Source passage:
** Start **

There is a third unscheduled EVA listed in your schedule.

Right.

Why is that in there?

Well, this mission has been in the planning stage for a long time. Long before I was in the crew. And, all the various tasks that have to be done on the EVAs have changed several times. And, I think people always had in mind that we wouldn't be able to get everything we need done in two EVAs. So, the third EVA is basically in there as a placeholder to make sure, for example, that we have enough nitrogen and oxygen on board to depress the orbiter one more time and then repressurize the airlock. To make sure we have enough supplies to handle a third EVA. We don't expect we're going to have to do it. But, things keep popping up that we might indeed have to do. For example, there's a leftover task from the assembly flight 4A that involves tensioning the big solar arrays. And, that's eventually going to have to be done. That was mostly done by the 4A crew. But, there's still a little piece of it left to be done. And, some EVA crew is going to have to do that. It might be us; it might be the flight ahead of us; it might be the flight after us. We're not sure. So, right now the EVA-3 is just a placeholder. I think Scott and Chris would love to go outside one more time.

** End **

Stored items:
** Start **

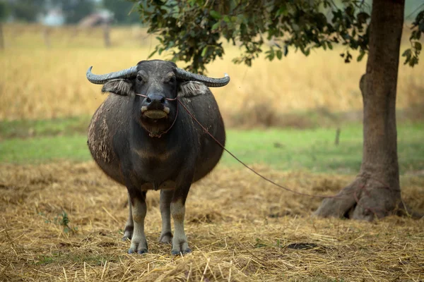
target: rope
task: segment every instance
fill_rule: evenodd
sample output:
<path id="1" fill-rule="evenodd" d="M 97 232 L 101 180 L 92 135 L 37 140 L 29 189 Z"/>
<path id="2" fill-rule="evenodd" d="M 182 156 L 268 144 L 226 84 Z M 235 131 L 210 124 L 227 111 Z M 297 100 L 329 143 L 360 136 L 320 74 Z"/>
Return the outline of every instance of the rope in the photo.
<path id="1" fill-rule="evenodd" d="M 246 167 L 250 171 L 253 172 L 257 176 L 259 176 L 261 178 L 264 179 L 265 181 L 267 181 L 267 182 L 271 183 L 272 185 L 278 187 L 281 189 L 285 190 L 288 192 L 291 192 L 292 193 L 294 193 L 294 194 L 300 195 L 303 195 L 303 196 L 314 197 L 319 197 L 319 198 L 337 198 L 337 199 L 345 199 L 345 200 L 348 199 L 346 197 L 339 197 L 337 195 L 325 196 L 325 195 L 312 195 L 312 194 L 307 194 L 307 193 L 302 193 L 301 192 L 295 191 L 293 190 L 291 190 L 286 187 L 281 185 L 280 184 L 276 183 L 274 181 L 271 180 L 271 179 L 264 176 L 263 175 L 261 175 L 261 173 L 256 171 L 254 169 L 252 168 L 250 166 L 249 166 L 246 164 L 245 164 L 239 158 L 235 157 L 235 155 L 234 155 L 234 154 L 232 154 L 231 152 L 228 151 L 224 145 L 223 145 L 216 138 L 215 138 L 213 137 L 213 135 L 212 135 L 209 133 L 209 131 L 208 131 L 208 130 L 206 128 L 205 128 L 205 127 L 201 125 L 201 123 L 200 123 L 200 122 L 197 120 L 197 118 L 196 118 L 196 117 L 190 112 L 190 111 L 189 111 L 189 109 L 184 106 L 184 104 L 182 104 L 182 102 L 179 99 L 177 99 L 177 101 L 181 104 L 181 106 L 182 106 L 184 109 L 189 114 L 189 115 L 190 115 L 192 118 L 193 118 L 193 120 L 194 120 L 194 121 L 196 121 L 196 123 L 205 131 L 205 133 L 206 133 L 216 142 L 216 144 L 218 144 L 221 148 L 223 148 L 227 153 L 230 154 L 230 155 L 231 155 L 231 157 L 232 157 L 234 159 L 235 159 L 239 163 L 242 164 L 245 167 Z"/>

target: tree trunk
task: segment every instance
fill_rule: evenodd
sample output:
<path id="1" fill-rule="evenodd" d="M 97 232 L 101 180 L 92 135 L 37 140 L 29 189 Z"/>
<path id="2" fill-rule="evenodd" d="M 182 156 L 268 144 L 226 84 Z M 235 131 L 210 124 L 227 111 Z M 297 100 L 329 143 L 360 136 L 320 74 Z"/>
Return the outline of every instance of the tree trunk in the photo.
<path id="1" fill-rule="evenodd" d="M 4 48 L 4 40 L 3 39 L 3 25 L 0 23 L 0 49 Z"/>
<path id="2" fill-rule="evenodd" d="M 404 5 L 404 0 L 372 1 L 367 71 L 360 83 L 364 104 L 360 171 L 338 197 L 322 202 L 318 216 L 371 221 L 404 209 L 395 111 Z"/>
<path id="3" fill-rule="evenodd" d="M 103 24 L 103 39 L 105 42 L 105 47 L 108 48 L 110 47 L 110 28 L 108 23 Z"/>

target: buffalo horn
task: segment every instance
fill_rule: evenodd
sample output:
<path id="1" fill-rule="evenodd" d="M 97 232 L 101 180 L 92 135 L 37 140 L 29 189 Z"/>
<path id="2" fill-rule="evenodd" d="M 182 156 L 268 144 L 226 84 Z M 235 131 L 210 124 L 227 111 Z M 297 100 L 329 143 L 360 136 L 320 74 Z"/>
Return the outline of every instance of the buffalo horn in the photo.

** End **
** Start **

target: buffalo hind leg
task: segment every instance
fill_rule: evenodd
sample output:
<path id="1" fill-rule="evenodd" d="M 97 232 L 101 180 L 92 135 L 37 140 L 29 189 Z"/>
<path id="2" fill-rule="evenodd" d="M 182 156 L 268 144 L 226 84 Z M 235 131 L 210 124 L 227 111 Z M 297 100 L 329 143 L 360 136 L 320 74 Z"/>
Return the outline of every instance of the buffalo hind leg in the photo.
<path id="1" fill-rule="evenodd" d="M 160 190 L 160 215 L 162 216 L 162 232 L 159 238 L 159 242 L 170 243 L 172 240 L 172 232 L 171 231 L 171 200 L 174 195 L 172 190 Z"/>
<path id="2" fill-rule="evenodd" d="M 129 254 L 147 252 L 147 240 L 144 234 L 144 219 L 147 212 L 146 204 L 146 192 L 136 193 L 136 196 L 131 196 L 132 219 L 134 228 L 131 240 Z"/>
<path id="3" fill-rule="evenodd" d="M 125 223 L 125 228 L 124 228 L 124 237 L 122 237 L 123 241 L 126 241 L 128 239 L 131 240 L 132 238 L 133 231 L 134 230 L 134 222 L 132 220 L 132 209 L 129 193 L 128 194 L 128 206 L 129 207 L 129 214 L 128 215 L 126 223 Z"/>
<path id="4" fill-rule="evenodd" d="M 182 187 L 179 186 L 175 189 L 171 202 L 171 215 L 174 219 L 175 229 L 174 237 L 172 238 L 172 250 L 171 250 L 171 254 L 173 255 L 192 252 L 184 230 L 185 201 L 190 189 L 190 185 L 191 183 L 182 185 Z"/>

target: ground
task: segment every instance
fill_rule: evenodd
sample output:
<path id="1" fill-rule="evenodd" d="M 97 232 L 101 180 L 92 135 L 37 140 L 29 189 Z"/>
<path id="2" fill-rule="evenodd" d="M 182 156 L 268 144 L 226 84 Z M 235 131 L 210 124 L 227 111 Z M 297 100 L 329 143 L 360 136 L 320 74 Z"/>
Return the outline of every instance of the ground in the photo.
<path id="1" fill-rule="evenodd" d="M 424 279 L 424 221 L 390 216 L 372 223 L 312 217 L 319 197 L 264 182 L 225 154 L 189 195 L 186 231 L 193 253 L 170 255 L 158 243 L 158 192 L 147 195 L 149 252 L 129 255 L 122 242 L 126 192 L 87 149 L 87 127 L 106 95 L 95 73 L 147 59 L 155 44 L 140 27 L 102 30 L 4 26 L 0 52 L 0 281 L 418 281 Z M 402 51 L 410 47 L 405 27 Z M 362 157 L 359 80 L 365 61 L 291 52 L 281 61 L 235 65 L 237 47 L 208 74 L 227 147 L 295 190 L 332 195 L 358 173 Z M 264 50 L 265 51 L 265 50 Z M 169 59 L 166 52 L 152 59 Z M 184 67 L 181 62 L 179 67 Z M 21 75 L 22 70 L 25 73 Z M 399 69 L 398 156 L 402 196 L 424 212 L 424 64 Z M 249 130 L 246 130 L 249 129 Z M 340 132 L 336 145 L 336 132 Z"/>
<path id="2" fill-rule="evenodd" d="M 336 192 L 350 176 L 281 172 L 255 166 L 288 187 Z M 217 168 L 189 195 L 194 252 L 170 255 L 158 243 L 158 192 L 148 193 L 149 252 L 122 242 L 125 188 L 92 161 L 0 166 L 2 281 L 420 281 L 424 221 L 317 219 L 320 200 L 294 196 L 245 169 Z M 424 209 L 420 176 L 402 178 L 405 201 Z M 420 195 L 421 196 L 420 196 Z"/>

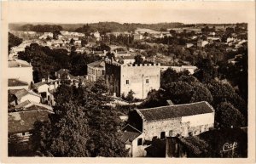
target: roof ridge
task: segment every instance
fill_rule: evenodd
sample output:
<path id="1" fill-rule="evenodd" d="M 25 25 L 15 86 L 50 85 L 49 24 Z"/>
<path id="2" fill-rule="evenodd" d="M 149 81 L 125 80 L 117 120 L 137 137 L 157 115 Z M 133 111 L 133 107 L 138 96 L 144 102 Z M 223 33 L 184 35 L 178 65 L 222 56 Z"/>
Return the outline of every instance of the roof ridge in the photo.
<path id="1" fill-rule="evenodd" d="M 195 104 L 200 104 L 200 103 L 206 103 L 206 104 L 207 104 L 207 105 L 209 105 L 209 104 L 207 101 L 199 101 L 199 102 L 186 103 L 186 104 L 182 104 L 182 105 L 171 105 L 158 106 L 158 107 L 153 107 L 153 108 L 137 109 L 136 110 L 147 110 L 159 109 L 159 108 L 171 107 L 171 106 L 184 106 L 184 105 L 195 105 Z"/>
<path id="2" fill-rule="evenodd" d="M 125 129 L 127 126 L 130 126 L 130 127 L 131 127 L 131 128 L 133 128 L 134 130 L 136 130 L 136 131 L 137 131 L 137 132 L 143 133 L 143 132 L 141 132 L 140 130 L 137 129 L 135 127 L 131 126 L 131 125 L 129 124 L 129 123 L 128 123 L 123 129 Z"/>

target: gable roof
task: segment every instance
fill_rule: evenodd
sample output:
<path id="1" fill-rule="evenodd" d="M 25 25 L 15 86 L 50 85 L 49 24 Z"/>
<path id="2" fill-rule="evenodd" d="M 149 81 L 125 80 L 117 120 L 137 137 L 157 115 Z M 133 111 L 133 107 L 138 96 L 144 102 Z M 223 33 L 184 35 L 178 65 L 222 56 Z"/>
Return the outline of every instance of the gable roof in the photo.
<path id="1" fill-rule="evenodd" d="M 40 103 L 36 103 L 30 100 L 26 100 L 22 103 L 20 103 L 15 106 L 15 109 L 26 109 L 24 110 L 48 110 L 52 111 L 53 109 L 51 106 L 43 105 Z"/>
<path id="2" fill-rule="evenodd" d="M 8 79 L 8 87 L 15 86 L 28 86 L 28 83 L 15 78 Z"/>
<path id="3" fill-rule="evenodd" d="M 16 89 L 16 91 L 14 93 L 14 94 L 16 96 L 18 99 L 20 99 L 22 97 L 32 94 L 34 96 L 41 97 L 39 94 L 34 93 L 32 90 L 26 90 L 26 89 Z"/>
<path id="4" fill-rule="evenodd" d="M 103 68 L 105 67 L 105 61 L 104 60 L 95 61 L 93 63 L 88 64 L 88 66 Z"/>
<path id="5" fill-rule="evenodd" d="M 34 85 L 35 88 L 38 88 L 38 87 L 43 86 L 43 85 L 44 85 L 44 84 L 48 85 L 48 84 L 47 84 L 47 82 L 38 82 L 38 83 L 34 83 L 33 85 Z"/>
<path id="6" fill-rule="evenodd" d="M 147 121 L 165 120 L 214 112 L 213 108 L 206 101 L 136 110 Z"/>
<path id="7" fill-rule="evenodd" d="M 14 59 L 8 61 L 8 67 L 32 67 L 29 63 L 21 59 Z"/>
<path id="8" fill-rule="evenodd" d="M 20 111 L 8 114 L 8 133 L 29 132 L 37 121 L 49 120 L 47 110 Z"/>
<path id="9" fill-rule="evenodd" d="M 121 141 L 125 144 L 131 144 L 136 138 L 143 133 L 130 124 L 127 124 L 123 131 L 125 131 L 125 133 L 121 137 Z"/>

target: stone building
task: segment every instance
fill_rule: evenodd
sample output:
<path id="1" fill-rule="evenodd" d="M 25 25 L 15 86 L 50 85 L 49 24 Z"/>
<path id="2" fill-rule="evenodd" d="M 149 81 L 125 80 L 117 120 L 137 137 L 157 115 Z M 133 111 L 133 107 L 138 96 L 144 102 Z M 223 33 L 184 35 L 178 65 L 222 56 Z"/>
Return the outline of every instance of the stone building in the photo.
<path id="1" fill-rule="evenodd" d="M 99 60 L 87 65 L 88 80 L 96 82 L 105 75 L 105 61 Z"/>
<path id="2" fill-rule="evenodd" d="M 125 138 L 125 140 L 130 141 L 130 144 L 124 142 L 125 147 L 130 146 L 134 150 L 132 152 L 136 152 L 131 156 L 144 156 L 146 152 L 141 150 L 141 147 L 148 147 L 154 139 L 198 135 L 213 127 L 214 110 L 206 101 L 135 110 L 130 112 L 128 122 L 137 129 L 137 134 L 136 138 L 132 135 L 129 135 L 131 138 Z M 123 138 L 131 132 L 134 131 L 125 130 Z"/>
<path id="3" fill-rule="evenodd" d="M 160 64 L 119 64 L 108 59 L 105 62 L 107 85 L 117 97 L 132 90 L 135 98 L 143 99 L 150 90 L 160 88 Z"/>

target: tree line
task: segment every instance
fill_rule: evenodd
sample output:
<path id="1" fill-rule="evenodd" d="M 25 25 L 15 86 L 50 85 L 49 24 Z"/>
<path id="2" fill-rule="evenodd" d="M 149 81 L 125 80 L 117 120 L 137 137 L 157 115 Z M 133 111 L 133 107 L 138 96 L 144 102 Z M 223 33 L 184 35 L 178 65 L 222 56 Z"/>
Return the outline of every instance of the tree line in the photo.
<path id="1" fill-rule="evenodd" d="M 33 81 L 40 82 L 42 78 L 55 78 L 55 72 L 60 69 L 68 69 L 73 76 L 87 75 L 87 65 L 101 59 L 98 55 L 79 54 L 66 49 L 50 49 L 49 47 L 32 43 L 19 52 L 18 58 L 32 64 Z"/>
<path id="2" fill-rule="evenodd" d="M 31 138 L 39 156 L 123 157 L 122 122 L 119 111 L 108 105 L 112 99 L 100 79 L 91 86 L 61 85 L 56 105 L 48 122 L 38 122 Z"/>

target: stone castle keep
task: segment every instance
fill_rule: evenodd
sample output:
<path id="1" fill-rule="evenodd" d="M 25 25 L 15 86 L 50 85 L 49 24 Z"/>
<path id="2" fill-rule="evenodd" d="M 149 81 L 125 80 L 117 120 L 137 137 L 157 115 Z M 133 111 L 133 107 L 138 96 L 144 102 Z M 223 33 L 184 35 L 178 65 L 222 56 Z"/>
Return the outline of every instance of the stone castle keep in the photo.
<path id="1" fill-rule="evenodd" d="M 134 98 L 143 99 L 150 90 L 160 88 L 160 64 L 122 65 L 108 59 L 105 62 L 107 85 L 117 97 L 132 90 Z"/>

** End **
** Start **

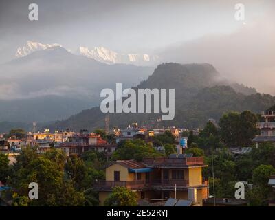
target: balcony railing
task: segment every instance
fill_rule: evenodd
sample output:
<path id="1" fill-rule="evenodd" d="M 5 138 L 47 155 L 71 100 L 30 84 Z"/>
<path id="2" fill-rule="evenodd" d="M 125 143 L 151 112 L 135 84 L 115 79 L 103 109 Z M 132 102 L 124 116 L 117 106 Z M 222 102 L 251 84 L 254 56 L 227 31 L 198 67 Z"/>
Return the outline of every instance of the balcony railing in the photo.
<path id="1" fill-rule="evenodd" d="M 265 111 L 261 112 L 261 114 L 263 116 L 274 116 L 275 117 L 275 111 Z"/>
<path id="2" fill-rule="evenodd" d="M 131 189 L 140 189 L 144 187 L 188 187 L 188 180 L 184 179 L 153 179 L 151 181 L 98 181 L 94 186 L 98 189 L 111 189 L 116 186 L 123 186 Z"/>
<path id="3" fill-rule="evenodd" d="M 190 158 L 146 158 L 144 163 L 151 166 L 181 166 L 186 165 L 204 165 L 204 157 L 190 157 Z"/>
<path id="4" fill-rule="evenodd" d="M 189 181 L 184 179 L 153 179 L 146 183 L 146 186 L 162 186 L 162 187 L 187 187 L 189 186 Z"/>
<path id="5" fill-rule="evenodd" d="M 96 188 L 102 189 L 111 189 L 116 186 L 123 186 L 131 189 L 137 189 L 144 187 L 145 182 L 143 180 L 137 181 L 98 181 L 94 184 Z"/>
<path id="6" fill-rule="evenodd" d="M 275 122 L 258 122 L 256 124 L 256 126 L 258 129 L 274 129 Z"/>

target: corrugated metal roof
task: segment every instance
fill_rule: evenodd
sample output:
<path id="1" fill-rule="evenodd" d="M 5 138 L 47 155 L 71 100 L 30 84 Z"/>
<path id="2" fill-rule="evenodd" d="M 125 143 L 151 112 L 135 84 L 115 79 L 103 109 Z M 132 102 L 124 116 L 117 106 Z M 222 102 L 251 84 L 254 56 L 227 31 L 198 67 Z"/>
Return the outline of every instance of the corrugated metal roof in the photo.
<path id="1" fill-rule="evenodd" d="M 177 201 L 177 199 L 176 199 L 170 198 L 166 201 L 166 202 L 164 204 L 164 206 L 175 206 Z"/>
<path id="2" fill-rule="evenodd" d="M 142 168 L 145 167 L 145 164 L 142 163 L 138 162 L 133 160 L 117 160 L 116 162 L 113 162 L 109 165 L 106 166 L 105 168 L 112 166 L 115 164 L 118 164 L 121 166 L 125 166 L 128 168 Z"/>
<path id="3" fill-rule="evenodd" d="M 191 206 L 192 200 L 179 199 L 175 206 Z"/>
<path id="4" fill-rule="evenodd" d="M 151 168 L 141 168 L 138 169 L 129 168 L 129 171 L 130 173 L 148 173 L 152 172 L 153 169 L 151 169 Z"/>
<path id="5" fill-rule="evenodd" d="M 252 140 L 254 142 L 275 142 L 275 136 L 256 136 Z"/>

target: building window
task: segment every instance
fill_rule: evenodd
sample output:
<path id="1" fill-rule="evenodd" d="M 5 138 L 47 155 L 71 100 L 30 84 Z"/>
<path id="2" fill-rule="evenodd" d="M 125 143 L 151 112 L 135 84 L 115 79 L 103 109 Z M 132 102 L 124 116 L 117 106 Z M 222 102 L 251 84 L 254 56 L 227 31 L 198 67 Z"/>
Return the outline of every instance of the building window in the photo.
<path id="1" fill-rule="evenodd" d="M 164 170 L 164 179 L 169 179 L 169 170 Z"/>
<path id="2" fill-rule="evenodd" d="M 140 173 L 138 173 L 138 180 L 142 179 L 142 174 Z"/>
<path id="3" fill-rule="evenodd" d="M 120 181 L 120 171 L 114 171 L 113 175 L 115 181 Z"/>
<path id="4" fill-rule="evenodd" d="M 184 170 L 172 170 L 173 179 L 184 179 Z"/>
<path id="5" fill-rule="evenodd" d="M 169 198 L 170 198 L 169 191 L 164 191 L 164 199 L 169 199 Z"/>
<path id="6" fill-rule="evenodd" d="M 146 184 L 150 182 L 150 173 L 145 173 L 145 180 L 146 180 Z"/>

** End **

Exercise directions: Decide whether each statement agrees with the passage on the unscheduled EVA: (a) the third EVA is in the schedule as a placeholder; (b) the 4A crew finished all of the solar array tensioning; (c) the crew expects to carry out the third EVA. Answer yes or no for each, quoting the words of the passage that decide it.

Exercise output:
(a) Yes: "the third EVA is basically in there as a placeholder"
(b) No: "there's still a little piece of it left to be done."
(c) No: "We don't expect we're going to have to do it."